**Problem statement**
In the wedding anniversary reflection, which song did the couple use for their first dance on horseback?
*** Opening of Passage provided ***
Today is August 7th. August 7th, 2010, Tim and I were married. We had a sunrise wedding at the family ranch in the Texas Panhandle. It was outside on a plateau, overlooking a beautiful canyon, so sunrise was about the only time of day we could lessen the chances of enduring the kinds of winds that blow houses over the rainbow!
We did our first dance horseback to the song “I Run to You” by Lady Antebellum, and I almost fell from Zeus, my trusted steed! We shared a communion of coffee and homemade biscuits with friends and family during the ceremony. We then had tequila sunrises and a delicious chuck wagon breakfast, prepared by a dear friend. The day was perfect!
It is practically impossible to think about our wedding and engagement, without thinking about our business, our first “baby.” The weeks prior to our wedding we built a website, with the help of my brother in law, and started a business. We simply can’t separate ourselves or our relationship from Natural Lifemanship and the idealized belief system at its foundations.
A few years ago, Tim and I wrote the statement you will read below. Natural Lifemanship has grown well beyond the two of us, but these beliefs are the hands that continue to hold us personally and professionally. They are still the touchstone of Natural Lifemanship’s principle-based and process-oriented model of therapy.
We are terribly imperfect at practicing what we believe and what we teach. Tim and I are quite complicated human beings, with all kinds of baggage, and a fly on the wall would attest to how inadequate our best is in the hardest of times. Actually, our closest family and friends can attest to this wholeheartedly, I’m sure.
We are so very different from each other, and there is a rub that doesn’t work each and every moment but does seem to work out most days. So much has changed for us in the last 7 years, but what we believe has not, and our daily choice to try our darndest to care more about relationships than anything else remains.
The statement below is what our certification students agree to before they complete certification in Natural Lifemanship. Today, Tim and I reflect on how these beliefs have affected our relationship, our mission, and our passion, and feel blessed to be part of a community that chooses to attest to such a statement. . . and humbled by the many people whose work and heart have contributed to our mission. . . and by each moment’s grace to change, grow, and, above all, connect.
NL Ethics and Beliefs Statement:
As a person certified in Natural Lifemanship I attest to the following: I believe the most important thing in life is connected, attuned relationships with self and others (including relationship with animals, my Creator as I understand him or her, nature, the universe, etc.) All of life’s healing happens in the context of attuned relationships based on trust, mutual respect, appropriate intimacy, and partnership. I believe strength is found in vulnerability, and that conflict in relationships can be opportunities for growth that can strengthen the relationship. Therefore, regardless of the task or activity, a connected relationship with self and others is always the goal.
*** Close of Passage provided ***
*** Opening of Data listing ***
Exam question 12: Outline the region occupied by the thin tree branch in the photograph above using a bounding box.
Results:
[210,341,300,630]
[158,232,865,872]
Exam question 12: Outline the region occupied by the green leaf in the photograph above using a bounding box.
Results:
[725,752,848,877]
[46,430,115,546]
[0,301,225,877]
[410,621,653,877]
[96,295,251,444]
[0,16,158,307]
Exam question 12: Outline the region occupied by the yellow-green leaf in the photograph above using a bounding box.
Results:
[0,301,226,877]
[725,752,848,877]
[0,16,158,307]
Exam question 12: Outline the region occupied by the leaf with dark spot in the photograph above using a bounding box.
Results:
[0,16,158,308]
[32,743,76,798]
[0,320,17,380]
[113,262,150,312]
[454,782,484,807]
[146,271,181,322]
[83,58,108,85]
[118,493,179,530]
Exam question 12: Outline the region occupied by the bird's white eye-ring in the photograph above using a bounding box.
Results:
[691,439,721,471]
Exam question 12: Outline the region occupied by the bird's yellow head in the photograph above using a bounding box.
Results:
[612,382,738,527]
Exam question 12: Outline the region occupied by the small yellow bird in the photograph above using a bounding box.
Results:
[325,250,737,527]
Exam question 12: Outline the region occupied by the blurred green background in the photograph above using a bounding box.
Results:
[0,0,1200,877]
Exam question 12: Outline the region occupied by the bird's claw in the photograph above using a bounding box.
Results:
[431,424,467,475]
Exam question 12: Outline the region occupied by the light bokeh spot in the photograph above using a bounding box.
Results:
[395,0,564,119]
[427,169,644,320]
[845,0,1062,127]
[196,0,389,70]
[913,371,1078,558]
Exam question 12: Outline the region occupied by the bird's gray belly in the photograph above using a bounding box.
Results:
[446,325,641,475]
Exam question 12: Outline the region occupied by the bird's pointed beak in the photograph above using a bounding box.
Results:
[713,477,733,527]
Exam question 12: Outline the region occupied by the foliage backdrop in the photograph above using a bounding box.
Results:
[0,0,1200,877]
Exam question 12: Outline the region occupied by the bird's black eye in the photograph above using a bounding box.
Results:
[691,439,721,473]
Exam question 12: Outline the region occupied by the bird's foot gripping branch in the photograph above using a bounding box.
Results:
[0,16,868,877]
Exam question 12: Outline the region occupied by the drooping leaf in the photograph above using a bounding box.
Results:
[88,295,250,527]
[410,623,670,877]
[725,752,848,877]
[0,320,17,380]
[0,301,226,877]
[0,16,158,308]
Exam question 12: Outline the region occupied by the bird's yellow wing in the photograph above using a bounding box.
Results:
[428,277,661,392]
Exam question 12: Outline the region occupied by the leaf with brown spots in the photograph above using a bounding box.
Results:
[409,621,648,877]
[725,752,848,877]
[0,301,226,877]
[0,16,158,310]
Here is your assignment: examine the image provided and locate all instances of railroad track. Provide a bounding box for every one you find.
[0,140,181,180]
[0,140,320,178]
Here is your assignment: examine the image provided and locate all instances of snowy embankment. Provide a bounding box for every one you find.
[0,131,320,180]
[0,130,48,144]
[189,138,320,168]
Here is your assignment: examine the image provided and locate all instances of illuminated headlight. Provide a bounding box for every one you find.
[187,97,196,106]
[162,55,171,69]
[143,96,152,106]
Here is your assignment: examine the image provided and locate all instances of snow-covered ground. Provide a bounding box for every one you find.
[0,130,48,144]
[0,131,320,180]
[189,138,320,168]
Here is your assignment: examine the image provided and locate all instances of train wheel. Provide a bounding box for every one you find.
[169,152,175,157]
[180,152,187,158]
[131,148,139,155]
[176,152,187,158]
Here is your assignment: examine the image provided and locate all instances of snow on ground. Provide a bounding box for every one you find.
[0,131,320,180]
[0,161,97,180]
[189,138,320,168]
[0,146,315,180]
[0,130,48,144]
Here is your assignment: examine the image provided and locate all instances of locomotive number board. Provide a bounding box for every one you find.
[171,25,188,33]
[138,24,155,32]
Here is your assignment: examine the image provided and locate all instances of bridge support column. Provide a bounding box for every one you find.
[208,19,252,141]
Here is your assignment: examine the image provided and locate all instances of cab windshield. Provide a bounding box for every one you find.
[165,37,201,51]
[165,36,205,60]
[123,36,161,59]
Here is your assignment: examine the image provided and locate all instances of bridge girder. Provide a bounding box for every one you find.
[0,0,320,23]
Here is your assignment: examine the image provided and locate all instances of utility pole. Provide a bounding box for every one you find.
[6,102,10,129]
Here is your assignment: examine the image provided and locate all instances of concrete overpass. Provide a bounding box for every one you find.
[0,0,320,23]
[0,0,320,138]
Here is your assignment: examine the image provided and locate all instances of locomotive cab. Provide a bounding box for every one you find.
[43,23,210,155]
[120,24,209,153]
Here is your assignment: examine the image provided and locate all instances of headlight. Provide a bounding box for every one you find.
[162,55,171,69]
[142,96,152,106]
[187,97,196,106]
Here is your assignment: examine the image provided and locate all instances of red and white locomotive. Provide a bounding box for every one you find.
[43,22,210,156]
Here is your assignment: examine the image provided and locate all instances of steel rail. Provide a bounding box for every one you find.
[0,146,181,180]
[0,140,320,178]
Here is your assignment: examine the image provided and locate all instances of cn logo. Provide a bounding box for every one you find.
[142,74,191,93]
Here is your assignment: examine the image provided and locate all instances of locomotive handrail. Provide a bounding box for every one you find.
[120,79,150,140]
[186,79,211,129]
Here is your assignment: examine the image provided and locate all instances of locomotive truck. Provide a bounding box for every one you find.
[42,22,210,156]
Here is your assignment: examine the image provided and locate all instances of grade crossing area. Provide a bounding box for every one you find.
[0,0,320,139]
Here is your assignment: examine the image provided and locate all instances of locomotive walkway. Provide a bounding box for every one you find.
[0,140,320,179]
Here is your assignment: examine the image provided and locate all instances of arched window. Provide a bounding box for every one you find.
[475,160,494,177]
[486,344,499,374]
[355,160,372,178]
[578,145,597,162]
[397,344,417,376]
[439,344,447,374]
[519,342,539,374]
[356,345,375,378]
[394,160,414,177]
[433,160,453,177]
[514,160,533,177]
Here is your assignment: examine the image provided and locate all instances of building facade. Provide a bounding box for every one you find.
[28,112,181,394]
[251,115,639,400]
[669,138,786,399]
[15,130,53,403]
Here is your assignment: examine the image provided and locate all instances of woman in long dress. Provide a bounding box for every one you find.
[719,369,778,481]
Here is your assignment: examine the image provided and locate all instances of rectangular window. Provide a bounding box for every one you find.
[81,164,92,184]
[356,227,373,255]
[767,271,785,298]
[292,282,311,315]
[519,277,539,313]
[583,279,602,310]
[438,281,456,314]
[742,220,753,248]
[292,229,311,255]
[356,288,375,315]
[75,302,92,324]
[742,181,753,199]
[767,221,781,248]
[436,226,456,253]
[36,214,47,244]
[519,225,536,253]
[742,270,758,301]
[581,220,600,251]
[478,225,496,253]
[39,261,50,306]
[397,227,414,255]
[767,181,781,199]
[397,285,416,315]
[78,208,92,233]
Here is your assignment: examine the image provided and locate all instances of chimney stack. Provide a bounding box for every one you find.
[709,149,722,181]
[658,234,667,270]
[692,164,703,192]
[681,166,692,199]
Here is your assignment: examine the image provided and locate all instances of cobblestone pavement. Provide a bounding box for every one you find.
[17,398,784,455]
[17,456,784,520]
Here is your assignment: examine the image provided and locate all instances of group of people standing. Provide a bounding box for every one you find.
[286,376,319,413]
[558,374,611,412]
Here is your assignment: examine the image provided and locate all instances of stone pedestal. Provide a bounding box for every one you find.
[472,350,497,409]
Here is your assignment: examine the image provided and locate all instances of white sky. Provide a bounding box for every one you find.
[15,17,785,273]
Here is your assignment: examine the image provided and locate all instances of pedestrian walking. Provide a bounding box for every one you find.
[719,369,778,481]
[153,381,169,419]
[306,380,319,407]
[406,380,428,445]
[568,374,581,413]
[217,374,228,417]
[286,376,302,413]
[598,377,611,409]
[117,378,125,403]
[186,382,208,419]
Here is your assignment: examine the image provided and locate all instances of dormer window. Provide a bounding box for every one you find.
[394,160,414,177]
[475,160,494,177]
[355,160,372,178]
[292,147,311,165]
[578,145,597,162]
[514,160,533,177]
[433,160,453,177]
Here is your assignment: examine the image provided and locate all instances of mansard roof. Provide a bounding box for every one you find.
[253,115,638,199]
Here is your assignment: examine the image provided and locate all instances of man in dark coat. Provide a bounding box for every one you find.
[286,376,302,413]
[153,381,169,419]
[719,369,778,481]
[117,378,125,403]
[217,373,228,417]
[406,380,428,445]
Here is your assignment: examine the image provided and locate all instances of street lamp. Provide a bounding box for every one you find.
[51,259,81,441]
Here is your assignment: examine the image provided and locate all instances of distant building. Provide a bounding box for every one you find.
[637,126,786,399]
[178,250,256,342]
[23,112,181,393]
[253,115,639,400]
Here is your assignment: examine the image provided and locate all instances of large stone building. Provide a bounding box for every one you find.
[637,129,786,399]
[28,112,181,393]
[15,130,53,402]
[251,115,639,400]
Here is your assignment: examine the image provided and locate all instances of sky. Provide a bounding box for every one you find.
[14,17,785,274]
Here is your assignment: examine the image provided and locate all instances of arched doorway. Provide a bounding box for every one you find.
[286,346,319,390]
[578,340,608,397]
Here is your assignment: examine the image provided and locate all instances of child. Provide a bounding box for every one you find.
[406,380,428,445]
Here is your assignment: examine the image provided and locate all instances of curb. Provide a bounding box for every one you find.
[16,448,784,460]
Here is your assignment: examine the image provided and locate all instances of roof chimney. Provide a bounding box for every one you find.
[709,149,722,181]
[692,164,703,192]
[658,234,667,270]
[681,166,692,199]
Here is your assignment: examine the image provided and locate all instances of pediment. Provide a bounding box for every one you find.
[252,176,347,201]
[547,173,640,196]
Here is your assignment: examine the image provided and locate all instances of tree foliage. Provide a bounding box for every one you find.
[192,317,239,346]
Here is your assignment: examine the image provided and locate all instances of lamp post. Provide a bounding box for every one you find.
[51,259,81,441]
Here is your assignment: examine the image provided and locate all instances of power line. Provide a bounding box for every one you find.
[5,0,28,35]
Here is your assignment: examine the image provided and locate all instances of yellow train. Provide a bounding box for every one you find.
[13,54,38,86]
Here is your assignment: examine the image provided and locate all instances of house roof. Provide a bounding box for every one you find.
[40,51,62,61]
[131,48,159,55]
*** Close of Data listing ***
**Solution to this exercise**
"I Run to You" by Lady Antebellum.